__What you will do__:
Locate every line in the data that contains the word "tree", and copy each of those lines.
— start —
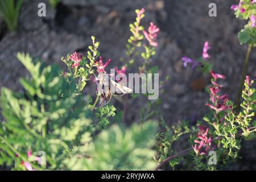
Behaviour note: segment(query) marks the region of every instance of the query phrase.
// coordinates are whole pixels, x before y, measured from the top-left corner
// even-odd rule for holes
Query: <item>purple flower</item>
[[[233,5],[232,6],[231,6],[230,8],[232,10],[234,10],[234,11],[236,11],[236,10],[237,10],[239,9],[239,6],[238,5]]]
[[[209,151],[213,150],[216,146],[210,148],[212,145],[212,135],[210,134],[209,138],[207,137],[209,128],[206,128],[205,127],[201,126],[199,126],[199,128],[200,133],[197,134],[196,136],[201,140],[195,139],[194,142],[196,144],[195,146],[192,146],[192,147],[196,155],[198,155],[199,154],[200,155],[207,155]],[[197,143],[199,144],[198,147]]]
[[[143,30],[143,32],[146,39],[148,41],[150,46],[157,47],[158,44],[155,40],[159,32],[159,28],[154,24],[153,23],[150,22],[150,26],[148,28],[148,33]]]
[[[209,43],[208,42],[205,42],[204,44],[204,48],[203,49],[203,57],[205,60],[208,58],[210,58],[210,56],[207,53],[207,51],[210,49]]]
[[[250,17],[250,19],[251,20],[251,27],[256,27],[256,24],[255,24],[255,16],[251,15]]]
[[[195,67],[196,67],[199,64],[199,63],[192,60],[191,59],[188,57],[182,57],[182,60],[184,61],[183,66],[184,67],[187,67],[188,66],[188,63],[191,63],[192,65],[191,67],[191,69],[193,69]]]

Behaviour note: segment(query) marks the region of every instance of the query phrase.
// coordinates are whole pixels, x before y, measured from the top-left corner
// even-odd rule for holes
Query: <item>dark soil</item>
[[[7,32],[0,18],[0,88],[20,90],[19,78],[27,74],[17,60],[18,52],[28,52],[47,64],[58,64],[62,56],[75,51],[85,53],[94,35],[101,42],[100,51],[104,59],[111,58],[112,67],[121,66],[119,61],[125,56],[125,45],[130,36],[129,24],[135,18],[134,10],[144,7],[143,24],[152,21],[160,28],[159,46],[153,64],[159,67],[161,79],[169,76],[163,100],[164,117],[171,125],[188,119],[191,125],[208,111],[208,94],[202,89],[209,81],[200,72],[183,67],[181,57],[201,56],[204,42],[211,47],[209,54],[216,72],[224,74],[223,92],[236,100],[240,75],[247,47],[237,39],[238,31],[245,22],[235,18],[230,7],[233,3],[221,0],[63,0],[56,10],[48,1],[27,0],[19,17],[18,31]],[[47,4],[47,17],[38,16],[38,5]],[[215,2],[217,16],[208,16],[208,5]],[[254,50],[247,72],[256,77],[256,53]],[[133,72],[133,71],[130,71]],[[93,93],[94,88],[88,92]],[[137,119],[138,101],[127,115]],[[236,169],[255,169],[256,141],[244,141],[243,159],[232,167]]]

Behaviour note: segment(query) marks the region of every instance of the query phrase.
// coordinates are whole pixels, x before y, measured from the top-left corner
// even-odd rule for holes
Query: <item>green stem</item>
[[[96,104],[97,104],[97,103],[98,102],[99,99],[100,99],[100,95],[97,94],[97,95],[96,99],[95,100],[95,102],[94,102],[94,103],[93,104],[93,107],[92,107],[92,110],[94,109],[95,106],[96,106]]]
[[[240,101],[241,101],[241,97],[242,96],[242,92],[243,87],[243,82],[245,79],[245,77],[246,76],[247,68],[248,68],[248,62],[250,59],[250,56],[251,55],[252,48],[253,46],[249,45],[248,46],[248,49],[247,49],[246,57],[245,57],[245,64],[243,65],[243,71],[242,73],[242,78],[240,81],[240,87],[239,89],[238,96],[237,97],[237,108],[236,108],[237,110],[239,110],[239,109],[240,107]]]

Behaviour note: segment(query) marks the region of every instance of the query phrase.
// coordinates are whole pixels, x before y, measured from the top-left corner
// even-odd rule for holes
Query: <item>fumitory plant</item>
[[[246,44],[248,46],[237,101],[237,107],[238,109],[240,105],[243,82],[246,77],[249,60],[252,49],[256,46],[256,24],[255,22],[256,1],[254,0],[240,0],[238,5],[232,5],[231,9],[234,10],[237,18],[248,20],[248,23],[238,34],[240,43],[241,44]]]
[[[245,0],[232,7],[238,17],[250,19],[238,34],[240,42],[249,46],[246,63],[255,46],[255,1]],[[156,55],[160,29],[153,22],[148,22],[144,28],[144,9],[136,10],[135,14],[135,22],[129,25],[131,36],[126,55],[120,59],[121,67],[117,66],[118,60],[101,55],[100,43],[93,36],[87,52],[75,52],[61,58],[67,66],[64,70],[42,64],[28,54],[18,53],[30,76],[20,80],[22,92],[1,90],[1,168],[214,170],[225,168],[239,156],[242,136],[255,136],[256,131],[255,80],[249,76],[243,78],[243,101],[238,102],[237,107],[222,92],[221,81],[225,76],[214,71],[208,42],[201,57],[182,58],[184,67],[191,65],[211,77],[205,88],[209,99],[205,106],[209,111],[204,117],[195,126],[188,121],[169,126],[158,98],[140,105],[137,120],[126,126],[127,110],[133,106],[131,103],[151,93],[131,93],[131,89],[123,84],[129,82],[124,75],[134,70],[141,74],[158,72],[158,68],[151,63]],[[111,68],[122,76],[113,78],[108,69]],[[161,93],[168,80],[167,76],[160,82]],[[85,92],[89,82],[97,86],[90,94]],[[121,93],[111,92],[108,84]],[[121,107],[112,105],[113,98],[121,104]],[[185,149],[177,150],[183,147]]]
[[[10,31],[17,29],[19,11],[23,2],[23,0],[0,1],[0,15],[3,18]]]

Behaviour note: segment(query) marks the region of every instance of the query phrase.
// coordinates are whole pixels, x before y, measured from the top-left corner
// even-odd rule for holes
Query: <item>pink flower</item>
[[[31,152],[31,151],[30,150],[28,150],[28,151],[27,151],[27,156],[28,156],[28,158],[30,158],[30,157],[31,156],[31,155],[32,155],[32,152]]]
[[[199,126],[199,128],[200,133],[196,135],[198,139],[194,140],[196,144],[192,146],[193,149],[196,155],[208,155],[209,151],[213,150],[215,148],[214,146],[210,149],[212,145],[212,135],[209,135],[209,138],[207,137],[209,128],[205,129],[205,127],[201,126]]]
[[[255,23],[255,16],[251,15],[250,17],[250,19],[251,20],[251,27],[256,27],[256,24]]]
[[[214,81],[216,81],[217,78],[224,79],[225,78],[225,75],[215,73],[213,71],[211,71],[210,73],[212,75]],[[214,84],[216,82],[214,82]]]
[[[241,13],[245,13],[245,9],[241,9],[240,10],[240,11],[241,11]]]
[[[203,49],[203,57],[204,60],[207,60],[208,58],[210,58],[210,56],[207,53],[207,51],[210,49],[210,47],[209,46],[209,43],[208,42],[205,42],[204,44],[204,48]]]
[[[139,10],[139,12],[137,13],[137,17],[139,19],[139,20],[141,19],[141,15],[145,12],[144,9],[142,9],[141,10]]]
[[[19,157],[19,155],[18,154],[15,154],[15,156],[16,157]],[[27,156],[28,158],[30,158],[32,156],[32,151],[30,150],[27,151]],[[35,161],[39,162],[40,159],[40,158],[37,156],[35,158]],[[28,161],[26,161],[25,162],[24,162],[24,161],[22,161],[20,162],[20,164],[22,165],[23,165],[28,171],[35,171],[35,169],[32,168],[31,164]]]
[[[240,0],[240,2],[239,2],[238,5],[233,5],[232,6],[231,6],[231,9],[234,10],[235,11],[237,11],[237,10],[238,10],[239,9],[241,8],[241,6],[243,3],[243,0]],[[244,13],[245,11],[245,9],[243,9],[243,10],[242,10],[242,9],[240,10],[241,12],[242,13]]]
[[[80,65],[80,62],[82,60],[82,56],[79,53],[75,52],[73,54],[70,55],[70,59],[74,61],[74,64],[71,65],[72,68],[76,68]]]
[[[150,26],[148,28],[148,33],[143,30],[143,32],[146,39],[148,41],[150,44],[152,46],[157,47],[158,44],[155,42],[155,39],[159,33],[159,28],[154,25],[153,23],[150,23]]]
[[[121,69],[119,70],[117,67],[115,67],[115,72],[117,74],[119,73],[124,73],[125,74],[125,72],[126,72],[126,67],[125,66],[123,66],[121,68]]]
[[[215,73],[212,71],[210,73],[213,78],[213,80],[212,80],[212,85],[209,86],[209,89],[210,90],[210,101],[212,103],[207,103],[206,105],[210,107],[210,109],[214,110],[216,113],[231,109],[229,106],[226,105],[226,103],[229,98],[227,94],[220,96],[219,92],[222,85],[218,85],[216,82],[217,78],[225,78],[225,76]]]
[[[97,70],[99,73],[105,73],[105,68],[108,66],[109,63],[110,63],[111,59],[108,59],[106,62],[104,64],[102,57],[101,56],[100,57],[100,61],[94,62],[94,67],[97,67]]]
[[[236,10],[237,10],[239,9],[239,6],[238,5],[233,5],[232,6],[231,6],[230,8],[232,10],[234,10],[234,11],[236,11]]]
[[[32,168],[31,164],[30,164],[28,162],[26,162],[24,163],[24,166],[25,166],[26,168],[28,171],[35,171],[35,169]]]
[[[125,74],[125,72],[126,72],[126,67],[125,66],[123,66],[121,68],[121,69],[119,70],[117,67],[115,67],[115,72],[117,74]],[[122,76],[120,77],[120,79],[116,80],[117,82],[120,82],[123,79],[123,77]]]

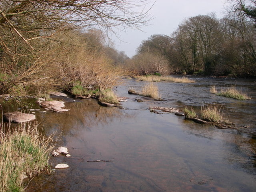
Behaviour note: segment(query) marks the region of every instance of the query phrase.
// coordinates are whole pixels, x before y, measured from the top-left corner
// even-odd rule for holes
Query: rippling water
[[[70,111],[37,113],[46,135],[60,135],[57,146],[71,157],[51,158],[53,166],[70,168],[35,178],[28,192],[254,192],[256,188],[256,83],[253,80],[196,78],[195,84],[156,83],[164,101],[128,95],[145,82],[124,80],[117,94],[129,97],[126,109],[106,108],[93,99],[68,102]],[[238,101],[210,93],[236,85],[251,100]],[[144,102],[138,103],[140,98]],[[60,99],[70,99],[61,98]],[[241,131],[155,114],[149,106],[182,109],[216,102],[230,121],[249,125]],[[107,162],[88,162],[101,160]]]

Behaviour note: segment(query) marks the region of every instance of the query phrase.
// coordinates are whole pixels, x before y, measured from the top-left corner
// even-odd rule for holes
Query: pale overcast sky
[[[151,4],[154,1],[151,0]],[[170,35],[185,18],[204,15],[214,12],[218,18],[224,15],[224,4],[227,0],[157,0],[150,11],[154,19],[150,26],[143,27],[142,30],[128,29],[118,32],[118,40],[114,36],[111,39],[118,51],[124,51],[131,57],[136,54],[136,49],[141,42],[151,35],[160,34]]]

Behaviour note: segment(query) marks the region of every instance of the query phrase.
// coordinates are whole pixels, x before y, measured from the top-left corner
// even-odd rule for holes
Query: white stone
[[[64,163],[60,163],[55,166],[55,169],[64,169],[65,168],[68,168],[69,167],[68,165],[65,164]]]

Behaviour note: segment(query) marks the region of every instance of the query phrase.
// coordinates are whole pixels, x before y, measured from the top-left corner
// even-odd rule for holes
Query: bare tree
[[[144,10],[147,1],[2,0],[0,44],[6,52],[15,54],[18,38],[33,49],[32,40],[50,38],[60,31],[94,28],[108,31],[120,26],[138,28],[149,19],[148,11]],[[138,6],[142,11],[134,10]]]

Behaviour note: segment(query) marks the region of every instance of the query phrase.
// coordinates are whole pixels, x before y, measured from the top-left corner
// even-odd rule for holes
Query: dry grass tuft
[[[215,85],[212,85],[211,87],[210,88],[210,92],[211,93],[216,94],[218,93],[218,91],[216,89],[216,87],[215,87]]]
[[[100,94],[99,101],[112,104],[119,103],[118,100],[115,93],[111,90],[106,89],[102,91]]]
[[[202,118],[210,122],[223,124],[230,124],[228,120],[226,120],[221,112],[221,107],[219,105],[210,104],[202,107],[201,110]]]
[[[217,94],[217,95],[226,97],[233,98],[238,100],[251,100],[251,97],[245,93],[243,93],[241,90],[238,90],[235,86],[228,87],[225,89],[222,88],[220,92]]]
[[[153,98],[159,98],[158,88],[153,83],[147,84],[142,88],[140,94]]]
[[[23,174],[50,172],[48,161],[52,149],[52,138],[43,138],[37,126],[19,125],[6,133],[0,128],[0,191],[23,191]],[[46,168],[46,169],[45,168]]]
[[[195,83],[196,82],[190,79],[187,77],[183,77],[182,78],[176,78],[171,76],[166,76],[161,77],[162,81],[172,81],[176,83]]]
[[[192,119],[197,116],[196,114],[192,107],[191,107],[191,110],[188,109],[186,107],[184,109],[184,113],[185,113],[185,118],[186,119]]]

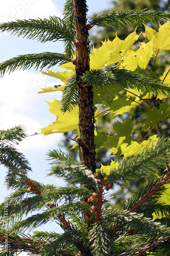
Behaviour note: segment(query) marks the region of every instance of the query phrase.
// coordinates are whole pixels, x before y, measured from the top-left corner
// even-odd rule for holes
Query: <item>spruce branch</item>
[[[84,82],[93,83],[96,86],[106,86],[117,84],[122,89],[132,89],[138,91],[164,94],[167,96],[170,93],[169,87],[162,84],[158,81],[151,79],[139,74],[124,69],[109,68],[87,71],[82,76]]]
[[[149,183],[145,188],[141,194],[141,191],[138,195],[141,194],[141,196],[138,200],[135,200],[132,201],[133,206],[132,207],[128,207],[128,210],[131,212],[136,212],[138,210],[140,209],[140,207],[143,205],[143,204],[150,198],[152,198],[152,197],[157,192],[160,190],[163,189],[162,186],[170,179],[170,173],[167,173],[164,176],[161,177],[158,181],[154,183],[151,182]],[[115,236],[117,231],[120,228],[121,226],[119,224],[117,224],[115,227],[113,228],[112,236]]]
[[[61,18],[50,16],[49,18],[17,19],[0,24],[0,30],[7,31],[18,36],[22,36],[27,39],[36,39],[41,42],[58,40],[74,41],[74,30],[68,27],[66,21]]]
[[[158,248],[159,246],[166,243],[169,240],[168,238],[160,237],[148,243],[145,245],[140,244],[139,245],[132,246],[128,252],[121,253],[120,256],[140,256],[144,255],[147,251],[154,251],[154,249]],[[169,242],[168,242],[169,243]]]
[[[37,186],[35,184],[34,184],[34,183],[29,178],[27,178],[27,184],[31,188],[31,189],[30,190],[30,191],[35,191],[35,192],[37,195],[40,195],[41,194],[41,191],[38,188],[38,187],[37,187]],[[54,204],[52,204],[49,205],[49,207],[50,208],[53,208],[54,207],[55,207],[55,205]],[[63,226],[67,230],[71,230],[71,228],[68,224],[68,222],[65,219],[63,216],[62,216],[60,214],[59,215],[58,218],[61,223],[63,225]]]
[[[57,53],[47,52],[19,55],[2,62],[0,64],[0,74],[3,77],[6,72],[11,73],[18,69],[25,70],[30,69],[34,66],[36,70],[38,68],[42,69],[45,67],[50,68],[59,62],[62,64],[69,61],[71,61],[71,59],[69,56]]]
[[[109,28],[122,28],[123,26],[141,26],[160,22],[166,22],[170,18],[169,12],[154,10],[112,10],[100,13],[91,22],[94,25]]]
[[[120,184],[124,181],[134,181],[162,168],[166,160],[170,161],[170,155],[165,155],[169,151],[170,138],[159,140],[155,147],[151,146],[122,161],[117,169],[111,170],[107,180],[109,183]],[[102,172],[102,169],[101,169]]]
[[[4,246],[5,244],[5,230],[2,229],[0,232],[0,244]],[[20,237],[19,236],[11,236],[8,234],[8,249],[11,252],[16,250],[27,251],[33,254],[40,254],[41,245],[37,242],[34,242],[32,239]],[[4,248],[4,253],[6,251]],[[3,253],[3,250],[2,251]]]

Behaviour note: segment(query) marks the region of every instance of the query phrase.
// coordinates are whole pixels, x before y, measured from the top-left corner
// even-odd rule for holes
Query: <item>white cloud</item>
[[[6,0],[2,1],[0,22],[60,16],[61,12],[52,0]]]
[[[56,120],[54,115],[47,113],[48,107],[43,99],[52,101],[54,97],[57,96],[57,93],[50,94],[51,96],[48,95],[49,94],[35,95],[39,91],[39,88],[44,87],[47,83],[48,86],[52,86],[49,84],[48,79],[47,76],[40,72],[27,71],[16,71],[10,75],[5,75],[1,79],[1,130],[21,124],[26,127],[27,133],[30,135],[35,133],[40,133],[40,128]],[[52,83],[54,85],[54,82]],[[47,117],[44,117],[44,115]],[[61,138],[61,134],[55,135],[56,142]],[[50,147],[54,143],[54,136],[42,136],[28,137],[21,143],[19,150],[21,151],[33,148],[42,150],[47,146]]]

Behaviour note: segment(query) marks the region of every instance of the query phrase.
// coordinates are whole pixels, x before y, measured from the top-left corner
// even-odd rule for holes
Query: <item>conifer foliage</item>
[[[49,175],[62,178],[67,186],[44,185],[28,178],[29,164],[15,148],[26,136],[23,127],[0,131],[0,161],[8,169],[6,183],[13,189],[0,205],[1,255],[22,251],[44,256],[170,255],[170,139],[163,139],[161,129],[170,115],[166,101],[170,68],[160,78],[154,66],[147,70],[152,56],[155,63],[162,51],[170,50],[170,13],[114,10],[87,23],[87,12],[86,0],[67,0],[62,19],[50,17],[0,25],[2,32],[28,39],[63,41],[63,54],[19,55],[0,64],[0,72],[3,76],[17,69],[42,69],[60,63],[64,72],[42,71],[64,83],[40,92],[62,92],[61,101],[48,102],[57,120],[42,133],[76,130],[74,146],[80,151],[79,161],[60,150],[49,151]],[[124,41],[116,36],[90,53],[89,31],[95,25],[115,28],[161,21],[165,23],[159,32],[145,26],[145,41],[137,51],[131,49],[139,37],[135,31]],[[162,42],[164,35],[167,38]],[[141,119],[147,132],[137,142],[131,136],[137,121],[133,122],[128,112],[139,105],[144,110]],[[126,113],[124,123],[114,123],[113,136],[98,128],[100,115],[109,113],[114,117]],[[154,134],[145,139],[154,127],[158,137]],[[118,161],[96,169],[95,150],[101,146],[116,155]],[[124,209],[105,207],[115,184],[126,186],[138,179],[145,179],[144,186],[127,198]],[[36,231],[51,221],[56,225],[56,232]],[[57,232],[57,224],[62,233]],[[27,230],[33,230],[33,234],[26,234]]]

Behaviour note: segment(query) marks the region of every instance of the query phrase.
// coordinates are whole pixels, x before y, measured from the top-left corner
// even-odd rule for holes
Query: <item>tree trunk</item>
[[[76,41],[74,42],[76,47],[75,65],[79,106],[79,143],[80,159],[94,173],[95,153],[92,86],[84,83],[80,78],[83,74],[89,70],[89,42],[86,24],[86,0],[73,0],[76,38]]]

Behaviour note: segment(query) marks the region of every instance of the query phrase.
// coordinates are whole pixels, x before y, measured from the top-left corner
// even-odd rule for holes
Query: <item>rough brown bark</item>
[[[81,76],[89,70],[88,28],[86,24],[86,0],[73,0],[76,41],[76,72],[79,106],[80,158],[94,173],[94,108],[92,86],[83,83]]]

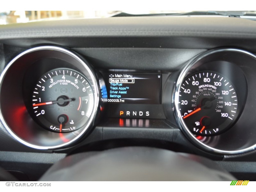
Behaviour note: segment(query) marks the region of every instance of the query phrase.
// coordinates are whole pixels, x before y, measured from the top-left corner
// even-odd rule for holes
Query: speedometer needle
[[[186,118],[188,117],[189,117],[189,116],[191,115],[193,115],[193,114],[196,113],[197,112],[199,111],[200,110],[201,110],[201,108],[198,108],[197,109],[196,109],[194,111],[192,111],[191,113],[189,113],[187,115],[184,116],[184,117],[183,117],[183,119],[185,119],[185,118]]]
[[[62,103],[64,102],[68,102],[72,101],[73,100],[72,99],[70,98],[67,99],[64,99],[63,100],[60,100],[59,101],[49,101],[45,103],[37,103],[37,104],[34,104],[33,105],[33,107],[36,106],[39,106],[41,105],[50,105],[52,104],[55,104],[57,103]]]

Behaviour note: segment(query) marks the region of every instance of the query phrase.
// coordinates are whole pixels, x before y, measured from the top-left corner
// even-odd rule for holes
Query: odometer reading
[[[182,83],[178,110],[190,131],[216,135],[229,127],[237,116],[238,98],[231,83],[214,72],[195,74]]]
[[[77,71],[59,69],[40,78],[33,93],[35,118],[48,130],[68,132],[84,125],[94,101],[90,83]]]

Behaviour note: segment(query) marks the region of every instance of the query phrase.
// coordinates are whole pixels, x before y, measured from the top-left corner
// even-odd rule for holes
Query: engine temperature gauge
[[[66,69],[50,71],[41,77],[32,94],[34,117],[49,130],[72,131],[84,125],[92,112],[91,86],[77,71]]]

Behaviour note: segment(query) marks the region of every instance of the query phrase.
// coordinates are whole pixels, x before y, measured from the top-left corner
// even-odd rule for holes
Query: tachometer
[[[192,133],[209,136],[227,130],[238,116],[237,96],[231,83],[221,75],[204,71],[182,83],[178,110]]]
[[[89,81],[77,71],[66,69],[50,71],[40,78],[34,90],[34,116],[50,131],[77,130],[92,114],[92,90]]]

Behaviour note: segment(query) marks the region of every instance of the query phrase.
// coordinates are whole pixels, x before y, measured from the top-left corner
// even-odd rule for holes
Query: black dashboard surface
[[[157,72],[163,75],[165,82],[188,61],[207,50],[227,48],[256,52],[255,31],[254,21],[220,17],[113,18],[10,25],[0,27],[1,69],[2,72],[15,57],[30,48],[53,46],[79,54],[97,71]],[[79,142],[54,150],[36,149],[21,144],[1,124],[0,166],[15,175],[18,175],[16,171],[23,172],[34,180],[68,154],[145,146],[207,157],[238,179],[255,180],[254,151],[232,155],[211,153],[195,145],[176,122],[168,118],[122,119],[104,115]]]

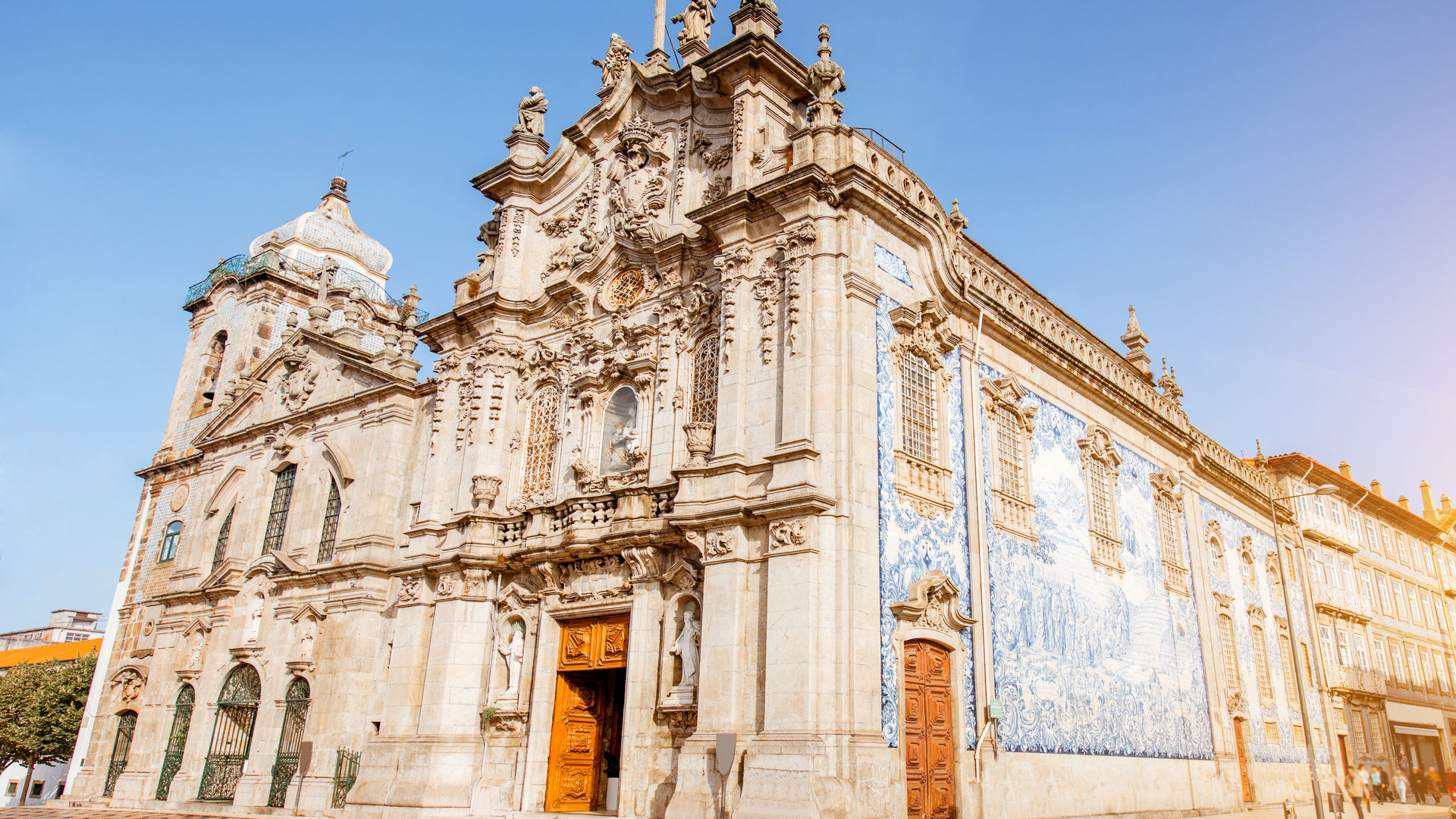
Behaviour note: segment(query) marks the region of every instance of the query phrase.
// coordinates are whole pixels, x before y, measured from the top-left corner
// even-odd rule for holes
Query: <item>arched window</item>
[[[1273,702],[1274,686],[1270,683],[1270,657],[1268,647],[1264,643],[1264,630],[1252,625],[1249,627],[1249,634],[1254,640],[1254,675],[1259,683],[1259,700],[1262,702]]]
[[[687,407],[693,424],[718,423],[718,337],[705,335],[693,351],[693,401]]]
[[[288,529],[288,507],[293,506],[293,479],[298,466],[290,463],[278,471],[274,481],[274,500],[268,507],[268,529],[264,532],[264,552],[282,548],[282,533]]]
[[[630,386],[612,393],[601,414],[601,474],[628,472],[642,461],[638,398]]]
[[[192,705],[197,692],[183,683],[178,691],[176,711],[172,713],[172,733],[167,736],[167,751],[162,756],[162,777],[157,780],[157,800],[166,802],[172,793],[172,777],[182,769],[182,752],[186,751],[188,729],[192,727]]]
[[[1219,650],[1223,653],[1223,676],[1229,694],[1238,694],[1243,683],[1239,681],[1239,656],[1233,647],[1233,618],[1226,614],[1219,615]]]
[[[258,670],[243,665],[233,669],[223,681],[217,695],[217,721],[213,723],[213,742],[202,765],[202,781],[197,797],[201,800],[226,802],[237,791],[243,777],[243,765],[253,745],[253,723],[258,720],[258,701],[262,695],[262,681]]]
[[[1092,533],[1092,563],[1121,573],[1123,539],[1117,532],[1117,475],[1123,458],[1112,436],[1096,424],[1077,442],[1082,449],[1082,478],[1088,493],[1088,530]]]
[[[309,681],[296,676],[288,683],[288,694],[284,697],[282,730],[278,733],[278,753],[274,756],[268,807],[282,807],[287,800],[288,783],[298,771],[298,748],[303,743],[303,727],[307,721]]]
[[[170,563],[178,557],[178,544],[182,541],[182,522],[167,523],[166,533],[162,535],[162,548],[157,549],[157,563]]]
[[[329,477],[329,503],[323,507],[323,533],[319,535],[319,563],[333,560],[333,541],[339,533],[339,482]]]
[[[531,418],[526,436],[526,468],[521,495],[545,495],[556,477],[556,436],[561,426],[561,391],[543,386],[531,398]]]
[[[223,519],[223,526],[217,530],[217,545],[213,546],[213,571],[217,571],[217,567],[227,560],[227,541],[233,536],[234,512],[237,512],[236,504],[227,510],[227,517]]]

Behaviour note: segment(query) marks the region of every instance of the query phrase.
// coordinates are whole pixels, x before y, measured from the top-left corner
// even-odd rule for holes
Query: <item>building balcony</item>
— end —
__Solution for this exercise__:
Query: bare tree
Query: <item>tree trunk</item>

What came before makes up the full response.